Items from a dataset:
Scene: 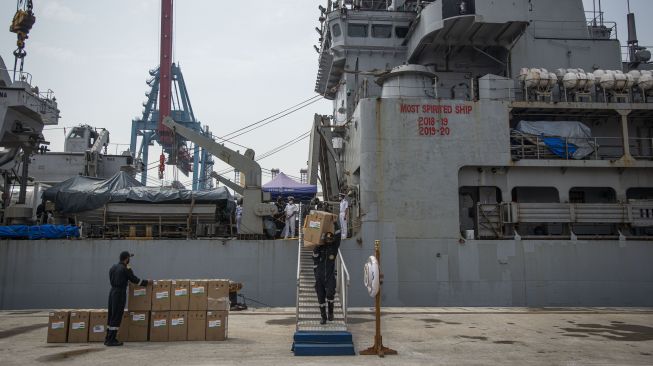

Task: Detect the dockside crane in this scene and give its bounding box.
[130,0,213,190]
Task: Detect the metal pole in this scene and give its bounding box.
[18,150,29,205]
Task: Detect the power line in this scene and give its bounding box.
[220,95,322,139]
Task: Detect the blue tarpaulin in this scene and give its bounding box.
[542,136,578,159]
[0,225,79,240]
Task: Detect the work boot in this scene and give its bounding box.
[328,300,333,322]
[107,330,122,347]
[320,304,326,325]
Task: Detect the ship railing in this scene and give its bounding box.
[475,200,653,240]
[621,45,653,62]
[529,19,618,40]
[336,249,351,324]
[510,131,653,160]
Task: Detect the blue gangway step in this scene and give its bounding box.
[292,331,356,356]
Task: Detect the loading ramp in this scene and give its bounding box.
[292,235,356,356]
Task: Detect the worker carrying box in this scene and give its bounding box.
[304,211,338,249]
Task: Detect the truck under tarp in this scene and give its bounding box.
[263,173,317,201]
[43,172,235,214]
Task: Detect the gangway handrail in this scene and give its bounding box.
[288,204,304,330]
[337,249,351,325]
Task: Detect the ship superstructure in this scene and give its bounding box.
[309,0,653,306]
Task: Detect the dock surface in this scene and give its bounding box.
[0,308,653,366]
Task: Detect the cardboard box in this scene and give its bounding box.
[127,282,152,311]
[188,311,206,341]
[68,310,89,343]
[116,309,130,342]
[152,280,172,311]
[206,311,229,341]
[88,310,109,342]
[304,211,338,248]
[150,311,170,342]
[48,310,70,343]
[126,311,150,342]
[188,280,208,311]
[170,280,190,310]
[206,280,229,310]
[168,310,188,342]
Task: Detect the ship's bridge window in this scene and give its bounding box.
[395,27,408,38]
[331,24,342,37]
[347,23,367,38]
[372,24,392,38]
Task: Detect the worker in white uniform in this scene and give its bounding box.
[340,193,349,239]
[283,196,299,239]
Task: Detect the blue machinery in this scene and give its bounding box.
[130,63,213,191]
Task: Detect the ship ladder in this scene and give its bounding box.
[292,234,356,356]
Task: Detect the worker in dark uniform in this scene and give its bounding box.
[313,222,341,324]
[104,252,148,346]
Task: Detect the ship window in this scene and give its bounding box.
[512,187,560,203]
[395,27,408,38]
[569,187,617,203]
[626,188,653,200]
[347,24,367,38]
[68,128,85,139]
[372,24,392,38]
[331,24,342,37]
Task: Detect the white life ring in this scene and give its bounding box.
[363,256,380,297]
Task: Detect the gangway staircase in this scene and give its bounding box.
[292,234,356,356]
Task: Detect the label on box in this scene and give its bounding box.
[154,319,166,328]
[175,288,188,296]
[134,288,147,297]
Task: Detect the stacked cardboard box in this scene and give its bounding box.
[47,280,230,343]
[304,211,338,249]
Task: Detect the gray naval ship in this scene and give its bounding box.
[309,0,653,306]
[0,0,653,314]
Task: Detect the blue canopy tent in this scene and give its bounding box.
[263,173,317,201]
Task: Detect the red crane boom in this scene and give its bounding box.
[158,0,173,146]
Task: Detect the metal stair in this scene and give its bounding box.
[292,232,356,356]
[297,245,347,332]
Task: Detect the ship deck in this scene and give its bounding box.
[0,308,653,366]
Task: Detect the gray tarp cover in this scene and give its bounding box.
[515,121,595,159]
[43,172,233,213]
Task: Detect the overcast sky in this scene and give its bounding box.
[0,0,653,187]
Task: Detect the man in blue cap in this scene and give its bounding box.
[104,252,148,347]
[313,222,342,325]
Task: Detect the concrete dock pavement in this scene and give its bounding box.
* * *
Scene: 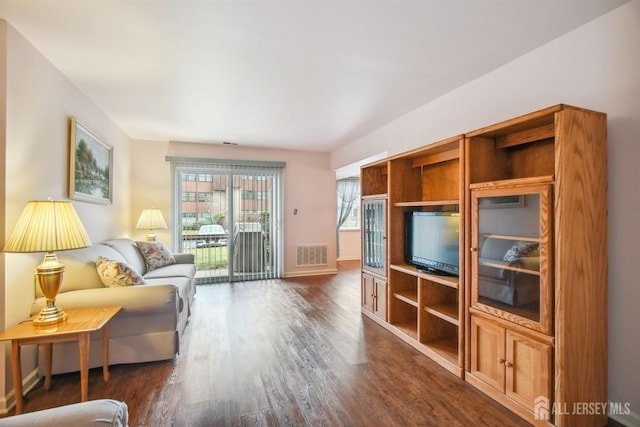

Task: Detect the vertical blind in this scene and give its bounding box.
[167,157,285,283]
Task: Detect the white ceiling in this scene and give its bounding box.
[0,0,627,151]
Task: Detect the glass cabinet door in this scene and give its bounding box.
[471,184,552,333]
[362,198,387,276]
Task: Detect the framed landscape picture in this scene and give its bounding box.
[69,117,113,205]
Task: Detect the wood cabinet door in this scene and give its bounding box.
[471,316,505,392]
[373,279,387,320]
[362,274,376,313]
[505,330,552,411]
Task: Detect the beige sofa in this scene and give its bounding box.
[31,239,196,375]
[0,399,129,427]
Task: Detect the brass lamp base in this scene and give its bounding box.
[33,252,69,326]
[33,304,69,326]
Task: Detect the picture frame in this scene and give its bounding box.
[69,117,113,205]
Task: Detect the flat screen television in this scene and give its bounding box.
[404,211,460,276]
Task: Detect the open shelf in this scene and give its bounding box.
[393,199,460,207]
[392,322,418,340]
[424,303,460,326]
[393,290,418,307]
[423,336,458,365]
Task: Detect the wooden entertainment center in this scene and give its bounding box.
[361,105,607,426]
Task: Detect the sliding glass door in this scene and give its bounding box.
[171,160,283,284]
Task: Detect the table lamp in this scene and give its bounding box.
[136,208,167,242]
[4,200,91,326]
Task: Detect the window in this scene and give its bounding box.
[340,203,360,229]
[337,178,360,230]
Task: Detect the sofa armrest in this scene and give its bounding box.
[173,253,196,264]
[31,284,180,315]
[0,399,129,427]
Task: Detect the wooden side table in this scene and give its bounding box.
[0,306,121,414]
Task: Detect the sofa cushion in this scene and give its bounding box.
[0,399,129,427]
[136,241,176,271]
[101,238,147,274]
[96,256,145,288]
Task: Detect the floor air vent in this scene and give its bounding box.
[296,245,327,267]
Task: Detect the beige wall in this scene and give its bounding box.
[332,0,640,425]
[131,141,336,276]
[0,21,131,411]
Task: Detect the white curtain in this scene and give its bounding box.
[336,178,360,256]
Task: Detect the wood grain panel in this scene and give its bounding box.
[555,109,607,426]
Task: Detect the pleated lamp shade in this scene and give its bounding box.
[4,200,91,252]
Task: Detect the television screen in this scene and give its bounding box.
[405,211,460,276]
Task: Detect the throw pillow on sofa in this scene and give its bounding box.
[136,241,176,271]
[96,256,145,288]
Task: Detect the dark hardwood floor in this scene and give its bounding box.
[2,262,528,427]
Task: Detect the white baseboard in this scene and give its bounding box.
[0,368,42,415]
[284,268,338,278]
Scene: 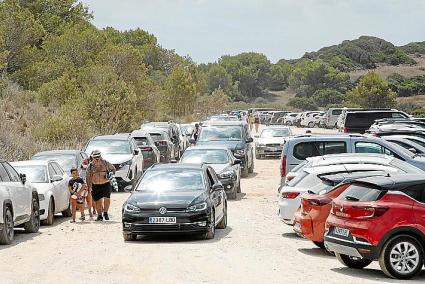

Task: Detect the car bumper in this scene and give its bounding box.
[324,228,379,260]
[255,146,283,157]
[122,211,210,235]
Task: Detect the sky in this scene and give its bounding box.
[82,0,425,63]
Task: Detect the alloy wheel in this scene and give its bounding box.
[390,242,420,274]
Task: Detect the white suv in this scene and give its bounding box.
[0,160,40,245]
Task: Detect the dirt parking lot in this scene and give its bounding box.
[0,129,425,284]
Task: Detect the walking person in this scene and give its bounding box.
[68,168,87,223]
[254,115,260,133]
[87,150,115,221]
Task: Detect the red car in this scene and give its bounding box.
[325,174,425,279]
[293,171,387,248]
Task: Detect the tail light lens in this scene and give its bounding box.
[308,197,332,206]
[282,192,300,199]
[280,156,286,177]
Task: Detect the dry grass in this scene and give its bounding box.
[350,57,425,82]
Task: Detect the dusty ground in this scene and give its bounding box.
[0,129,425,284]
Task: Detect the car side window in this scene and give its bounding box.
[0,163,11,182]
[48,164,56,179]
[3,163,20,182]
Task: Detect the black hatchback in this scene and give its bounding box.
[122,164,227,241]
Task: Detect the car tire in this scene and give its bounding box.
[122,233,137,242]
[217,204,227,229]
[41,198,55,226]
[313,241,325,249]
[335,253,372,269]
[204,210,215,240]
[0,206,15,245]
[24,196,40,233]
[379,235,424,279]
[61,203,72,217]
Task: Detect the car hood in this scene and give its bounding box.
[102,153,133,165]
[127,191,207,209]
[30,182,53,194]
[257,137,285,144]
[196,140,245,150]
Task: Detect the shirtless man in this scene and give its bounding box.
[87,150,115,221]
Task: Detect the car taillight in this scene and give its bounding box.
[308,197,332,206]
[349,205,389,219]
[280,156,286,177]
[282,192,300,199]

● Task to complete: Give the lines of the records between the line holding "Task: Detect the work boot" and the line holding "[510,131,653,160]", inclusive, as a JSON list of strings with one string per line. Leave out any blank lines.

● Solution:
[
  "Task: Detect the work boot in this scene and give its bounding box.",
  "[328,300,333,322]",
  "[107,330,122,347]",
  "[320,304,326,325]",
  "Task: Detect the ship railing in this scene and give its bounding box.",
  "[475,200,653,240]",
  "[621,45,653,62]",
  "[529,19,618,40]",
  "[336,249,351,324]",
  "[510,131,653,160]"
]